_Set problem:_ Could you format everything from the start of the items down to the line containing "136, 177, 156]]" as a JSON list of strings, one string per line? Skip blank lines and leave the pictures out of your answer.

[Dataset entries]
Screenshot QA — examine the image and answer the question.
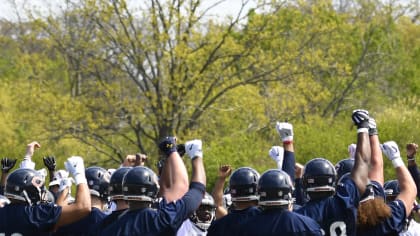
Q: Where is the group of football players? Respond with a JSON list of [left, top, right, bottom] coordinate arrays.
[[0, 109, 420, 236]]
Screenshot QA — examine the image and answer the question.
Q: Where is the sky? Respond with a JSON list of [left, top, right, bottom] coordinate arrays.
[[0, 0, 255, 20]]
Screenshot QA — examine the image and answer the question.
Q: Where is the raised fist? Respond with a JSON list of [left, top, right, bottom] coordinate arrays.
[[381, 141, 401, 161], [64, 156, 87, 185], [1, 157, 16, 173], [185, 139, 203, 159], [351, 109, 369, 129], [276, 122, 293, 142], [406, 143, 419, 158], [368, 117, 378, 136], [43, 156, 57, 171], [159, 136, 177, 156], [219, 165, 232, 178], [176, 143, 185, 157]]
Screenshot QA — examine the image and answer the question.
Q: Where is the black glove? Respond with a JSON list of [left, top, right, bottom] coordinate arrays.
[[43, 156, 57, 171], [1, 157, 17, 173], [351, 109, 369, 129], [176, 143, 185, 157], [159, 136, 177, 156]]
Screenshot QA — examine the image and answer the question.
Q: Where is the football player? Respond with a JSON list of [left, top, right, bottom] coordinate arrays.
[[99, 137, 206, 236], [236, 169, 322, 236], [55, 166, 110, 235], [0, 156, 90, 235], [284, 110, 371, 235], [176, 192, 216, 236], [207, 167, 261, 236], [90, 167, 132, 235]]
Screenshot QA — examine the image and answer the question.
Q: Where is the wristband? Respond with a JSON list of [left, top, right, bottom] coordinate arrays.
[[74, 174, 87, 185], [391, 157, 404, 168], [283, 140, 293, 144], [357, 128, 369, 133]]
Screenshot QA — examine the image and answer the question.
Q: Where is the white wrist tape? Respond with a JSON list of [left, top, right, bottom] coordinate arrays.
[[74, 174, 87, 185], [392, 157, 404, 168], [357, 128, 369, 133]]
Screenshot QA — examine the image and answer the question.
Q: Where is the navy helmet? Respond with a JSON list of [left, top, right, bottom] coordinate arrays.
[[302, 158, 337, 194], [258, 169, 293, 207], [4, 168, 46, 205], [335, 158, 354, 180], [122, 166, 159, 202], [190, 192, 216, 231], [85, 166, 111, 200], [229, 167, 260, 202], [109, 166, 131, 200]]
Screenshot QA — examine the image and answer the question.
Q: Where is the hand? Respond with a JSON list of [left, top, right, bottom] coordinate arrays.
[[268, 146, 284, 163], [406, 143, 419, 159], [58, 178, 74, 194], [381, 141, 404, 168], [25, 141, 41, 159], [176, 143, 185, 157], [135, 153, 147, 166], [64, 156, 87, 185], [1, 157, 16, 173], [159, 136, 177, 156], [295, 162, 304, 179], [219, 165, 232, 179], [348, 143, 356, 159], [185, 139, 203, 160], [351, 109, 369, 129], [43, 156, 57, 171], [276, 122, 293, 142], [368, 117, 378, 136]]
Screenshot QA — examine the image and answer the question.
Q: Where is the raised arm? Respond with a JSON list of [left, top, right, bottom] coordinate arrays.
[[406, 143, 420, 198], [351, 109, 371, 195], [159, 137, 189, 202], [369, 117, 384, 186], [382, 141, 417, 216], [55, 156, 91, 228], [276, 122, 296, 185], [211, 165, 232, 219], [0, 157, 16, 194], [20, 141, 41, 170]]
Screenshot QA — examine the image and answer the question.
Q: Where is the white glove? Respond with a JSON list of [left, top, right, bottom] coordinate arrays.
[[348, 143, 356, 159], [185, 139, 203, 159], [64, 156, 87, 185], [276, 122, 293, 142], [381, 141, 404, 168], [268, 146, 284, 170], [58, 178, 74, 194]]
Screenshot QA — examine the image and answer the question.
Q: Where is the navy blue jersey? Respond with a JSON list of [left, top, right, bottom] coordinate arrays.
[[98, 182, 205, 236], [207, 207, 261, 236], [89, 209, 127, 235], [0, 204, 61, 236], [54, 207, 107, 236], [296, 176, 360, 235], [357, 200, 407, 236], [234, 209, 322, 236]]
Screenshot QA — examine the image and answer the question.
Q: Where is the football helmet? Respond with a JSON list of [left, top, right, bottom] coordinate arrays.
[[302, 158, 337, 194], [0, 195, 10, 208], [122, 166, 159, 202], [4, 168, 46, 205], [85, 166, 110, 200], [229, 167, 260, 202], [109, 167, 131, 200], [190, 192, 216, 231], [384, 179, 401, 201], [335, 158, 354, 180], [258, 169, 293, 207]]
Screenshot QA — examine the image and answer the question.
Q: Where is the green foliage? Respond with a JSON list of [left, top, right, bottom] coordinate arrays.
[[0, 0, 420, 190]]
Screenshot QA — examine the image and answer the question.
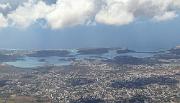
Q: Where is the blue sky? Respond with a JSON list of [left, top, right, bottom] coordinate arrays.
[[0, 0, 180, 50]]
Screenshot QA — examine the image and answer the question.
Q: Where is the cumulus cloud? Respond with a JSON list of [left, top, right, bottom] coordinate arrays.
[[8, 0, 51, 28], [46, 0, 95, 29], [0, 0, 180, 29], [0, 3, 11, 10], [0, 14, 8, 28]]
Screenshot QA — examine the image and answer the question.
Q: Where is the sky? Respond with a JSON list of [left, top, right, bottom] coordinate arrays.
[[0, 0, 180, 50]]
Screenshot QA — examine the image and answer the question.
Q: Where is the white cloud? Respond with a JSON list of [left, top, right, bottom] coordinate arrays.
[[8, 0, 51, 28], [0, 3, 11, 10], [96, 0, 134, 25], [0, 13, 8, 28], [0, 0, 180, 29], [46, 0, 95, 29]]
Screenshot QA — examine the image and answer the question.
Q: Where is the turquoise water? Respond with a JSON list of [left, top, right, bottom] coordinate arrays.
[[5, 50, 154, 68]]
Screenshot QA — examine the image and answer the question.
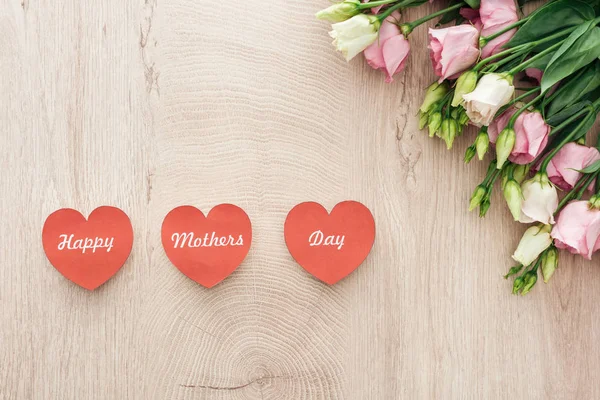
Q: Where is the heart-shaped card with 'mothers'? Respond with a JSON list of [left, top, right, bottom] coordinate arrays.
[[161, 204, 252, 288], [284, 201, 375, 285], [42, 206, 133, 290]]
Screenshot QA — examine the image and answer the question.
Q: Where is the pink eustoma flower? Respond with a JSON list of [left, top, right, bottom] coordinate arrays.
[[364, 12, 410, 83], [546, 143, 600, 190], [488, 107, 550, 165], [429, 24, 479, 83], [479, 0, 519, 58], [508, 111, 550, 165], [488, 107, 517, 143], [551, 201, 600, 260]]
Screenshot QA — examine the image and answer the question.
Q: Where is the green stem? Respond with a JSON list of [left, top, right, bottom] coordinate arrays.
[[555, 172, 599, 211], [495, 86, 541, 118], [539, 109, 593, 173], [473, 26, 577, 71], [402, 2, 467, 36], [550, 108, 591, 136], [481, 160, 498, 187], [358, 0, 398, 10], [378, 0, 412, 22], [481, 53, 523, 73], [508, 93, 544, 128], [508, 41, 563, 75], [479, 17, 529, 47]]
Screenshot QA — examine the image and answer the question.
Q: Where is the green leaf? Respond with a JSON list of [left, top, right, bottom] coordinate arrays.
[[578, 160, 600, 174], [437, 0, 462, 25], [505, 0, 596, 48], [465, 0, 480, 9], [546, 61, 600, 117], [546, 101, 592, 126], [527, 53, 555, 71], [542, 21, 600, 92]]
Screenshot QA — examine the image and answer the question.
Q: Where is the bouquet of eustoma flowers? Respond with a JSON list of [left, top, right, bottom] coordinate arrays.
[[317, 0, 600, 295]]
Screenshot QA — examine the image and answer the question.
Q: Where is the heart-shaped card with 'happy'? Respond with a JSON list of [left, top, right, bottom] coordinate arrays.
[[42, 206, 133, 290], [284, 201, 375, 285], [161, 204, 252, 288]]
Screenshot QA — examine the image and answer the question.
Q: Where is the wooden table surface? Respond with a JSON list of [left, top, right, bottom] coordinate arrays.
[[0, 0, 600, 400]]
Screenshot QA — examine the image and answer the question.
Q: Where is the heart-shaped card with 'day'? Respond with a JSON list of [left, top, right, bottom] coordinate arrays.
[[42, 206, 133, 290], [284, 201, 375, 285], [161, 204, 252, 288]]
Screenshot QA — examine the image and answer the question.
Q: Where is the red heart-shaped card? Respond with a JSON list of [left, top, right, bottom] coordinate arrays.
[[284, 201, 375, 285], [42, 206, 133, 290], [161, 204, 252, 288]]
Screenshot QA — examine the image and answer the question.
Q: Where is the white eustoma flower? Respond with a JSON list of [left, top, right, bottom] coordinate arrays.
[[329, 14, 381, 61], [519, 172, 558, 224], [316, 0, 360, 22], [463, 74, 515, 126], [513, 225, 552, 266]]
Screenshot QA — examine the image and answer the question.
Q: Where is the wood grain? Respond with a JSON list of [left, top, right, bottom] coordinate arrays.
[[0, 0, 600, 400]]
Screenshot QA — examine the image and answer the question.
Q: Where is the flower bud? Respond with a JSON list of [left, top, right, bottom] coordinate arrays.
[[521, 271, 537, 296], [429, 112, 442, 137], [496, 128, 517, 169], [479, 195, 492, 218], [475, 130, 490, 161], [519, 172, 558, 225], [589, 194, 600, 210], [419, 111, 429, 130], [504, 264, 523, 279], [452, 71, 478, 107], [463, 73, 515, 126], [316, 0, 360, 22], [429, 112, 442, 137], [542, 247, 558, 283], [442, 119, 458, 150], [419, 82, 448, 113], [513, 225, 552, 266], [458, 108, 470, 126], [438, 119, 450, 140], [469, 185, 487, 211], [513, 164, 530, 184], [504, 179, 523, 221], [465, 144, 477, 164], [329, 13, 381, 61], [513, 276, 525, 294]]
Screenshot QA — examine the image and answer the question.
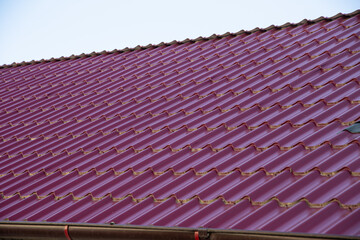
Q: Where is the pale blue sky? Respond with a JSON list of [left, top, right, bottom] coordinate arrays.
[[0, 0, 360, 65]]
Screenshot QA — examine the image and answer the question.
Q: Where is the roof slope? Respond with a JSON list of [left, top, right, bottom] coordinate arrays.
[[0, 12, 360, 235]]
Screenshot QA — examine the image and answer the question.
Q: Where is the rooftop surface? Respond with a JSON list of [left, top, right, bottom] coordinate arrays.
[[0, 9, 360, 236]]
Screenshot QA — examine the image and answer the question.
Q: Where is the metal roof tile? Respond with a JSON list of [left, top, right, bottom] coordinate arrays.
[[0, 9, 360, 236]]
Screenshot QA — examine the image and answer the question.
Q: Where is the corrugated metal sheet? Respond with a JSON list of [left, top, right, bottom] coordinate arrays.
[[0, 9, 360, 235]]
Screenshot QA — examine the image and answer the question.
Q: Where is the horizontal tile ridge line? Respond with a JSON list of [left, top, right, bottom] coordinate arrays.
[[0, 166, 360, 178], [2, 192, 360, 210], [0, 140, 360, 158], [0, 97, 360, 129], [3, 48, 359, 92], [3, 34, 359, 88], [0, 116, 360, 142], [0, 76, 360, 115], [0, 10, 360, 69]]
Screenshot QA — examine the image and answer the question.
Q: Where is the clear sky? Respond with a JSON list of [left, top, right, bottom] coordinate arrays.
[[0, 0, 360, 65]]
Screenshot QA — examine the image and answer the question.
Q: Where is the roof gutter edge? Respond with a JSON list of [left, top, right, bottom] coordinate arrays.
[[0, 222, 359, 240]]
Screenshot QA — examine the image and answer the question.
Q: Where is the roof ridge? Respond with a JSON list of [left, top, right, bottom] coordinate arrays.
[[0, 9, 360, 69]]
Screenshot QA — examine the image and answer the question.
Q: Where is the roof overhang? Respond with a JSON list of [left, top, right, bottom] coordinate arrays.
[[0, 222, 358, 240]]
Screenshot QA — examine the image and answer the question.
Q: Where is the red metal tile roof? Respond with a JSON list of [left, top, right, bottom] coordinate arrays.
[[0, 12, 360, 235]]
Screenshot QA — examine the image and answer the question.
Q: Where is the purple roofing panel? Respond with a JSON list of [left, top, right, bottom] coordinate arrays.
[[0, 12, 360, 236]]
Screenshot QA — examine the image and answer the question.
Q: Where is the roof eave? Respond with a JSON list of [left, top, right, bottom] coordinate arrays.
[[0, 221, 358, 240]]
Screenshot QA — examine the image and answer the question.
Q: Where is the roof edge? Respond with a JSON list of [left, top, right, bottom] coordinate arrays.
[[0, 9, 360, 69], [0, 222, 358, 240]]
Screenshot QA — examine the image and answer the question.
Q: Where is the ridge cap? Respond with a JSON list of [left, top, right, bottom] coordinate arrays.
[[0, 9, 360, 69]]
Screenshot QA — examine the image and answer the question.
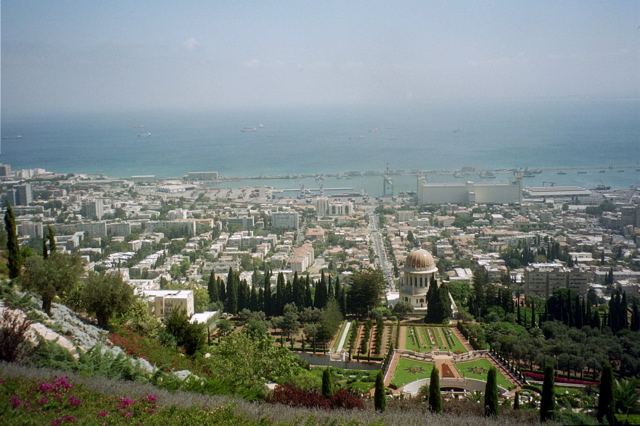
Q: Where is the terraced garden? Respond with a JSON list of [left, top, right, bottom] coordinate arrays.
[[405, 326, 467, 353], [455, 359, 513, 389], [391, 358, 433, 388]]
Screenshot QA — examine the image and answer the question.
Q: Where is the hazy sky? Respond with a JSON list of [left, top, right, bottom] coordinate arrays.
[[1, 0, 640, 113]]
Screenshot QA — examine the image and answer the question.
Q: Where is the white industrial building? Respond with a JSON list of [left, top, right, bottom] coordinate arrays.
[[418, 176, 522, 205]]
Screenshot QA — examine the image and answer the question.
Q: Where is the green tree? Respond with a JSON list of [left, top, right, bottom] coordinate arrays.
[[207, 271, 220, 303], [316, 299, 342, 344], [540, 365, 555, 422], [4, 204, 22, 280], [280, 303, 300, 339], [391, 302, 413, 320], [322, 367, 333, 398], [208, 332, 302, 391], [614, 377, 640, 422], [81, 273, 135, 328], [22, 252, 82, 316], [484, 367, 499, 417], [424, 283, 451, 324], [373, 370, 387, 413], [47, 225, 57, 253], [429, 367, 442, 413], [216, 318, 231, 342], [596, 365, 616, 425], [164, 308, 207, 355], [349, 268, 385, 316]]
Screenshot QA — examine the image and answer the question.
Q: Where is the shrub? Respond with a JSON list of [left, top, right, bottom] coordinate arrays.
[[0, 309, 33, 362], [265, 384, 364, 410]]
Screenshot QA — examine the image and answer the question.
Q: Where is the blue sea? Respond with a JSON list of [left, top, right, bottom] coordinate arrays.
[[0, 100, 640, 195]]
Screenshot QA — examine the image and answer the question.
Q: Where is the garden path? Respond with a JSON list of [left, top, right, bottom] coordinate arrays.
[[433, 355, 462, 379]]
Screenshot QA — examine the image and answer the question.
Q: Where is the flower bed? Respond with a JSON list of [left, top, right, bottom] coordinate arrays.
[[442, 364, 455, 377], [522, 371, 600, 386]]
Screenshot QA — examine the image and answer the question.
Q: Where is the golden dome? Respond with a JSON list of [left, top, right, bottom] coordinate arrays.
[[404, 249, 436, 271]]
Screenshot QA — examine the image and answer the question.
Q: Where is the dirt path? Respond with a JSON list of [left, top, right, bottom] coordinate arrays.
[[433, 355, 462, 379], [398, 326, 407, 349], [451, 327, 473, 352]]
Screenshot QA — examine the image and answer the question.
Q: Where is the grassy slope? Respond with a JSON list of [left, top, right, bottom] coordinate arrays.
[[0, 363, 536, 426]]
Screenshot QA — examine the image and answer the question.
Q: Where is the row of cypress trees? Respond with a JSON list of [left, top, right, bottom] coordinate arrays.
[[207, 268, 346, 316]]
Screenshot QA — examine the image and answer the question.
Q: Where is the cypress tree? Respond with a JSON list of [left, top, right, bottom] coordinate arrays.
[[618, 291, 629, 330], [596, 365, 616, 425], [540, 365, 555, 422], [4, 204, 22, 280], [322, 367, 332, 398], [207, 271, 220, 303], [531, 301, 536, 328], [47, 225, 56, 253], [429, 367, 442, 414], [484, 367, 499, 417], [217, 277, 227, 303], [631, 299, 640, 331], [313, 271, 328, 309], [282, 280, 293, 306], [273, 272, 285, 316], [373, 370, 387, 413], [591, 310, 601, 330], [574, 295, 583, 328], [293, 271, 306, 310], [263, 269, 273, 317], [225, 268, 238, 315]]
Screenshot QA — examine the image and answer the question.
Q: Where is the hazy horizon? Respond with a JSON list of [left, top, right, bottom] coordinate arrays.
[[2, 0, 640, 115]]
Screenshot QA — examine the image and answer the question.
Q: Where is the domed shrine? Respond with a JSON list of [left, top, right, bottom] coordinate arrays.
[[400, 249, 440, 308]]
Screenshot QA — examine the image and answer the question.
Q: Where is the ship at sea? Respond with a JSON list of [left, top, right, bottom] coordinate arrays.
[[591, 183, 611, 191]]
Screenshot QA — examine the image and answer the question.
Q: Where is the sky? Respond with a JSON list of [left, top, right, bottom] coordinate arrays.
[[1, 0, 640, 114]]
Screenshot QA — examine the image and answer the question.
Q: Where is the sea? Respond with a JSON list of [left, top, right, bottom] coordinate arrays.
[[0, 99, 640, 196]]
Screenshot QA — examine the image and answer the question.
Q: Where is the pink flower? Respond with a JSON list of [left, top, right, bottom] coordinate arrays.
[[69, 395, 82, 407], [118, 398, 135, 408], [11, 395, 20, 408], [144, 395, 158, 402]]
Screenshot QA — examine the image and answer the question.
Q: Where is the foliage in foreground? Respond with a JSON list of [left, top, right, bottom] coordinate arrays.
[[265, 385, 364, 410], [0, 363, 552, 426]]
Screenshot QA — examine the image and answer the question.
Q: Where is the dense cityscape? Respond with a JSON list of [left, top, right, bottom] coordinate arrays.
[[0, 161, 640, 424]]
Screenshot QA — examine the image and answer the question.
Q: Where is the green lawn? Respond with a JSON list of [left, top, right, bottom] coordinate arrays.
[[455, 359, 513, 389], [333, 320, 351, 352], [425, 327, 444, 349], [391, 358, 433, 387], [440, 327, 467, 353]]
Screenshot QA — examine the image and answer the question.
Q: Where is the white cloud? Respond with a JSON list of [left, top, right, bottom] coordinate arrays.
[[244, 58, 260, 68], [182, 38, 198, 50]]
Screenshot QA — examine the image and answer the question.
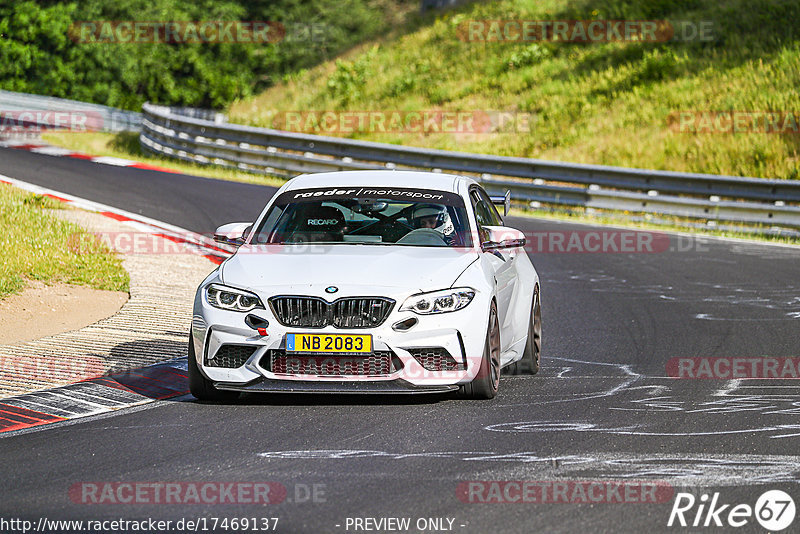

_Result of this exercise:_
[
  "Screenshot QA — examine the image and answer the question.",
  "Q: Where is the group of football players? Respond with a JSON list of [left, top, right, bottom] coordinate arrays.",
  "[[0, 109, 420, 236]]",
  "Screenshot QA — examine the image and answer the question.",
  "Q: Where is the sky? Respond with a JSON list of [left, top, right, bottom] coordinate arrays.",
  "[[0, 0, 255, 20]]",
  "Screenshot QA — examine the image and answer the question.",
  "Q: Where is the raised fist? Respond with a JSON list of [left, top, right, bottom] coordinate arrays.",
  "[[381, 141, 401, 161], [64, 156, 87, 185], [1, 157, 16, 173], [185, 139, 203, 159], [351, 109, 369, 129], [276, 122, 293, 142], [406, 143, 419, 158], [368, 117, 378, 136], [43, 156, 57, 171], [159, 136, 177, 156], [219, 165, 232, 178], [176, 143, 185, 157]]",
  "Screenshot QA — examine the image and answer the question.",
  "Q: Where is the black glove? Respond with a JSON list of [left, top, right, bottom] coordinate arrays.",
  "[[43, 156, 57, 171], [1, 157, 17, 173], [351, 109, 369, 129], [176, 143, 185, 157], [159, 136, 177, 156]]"
]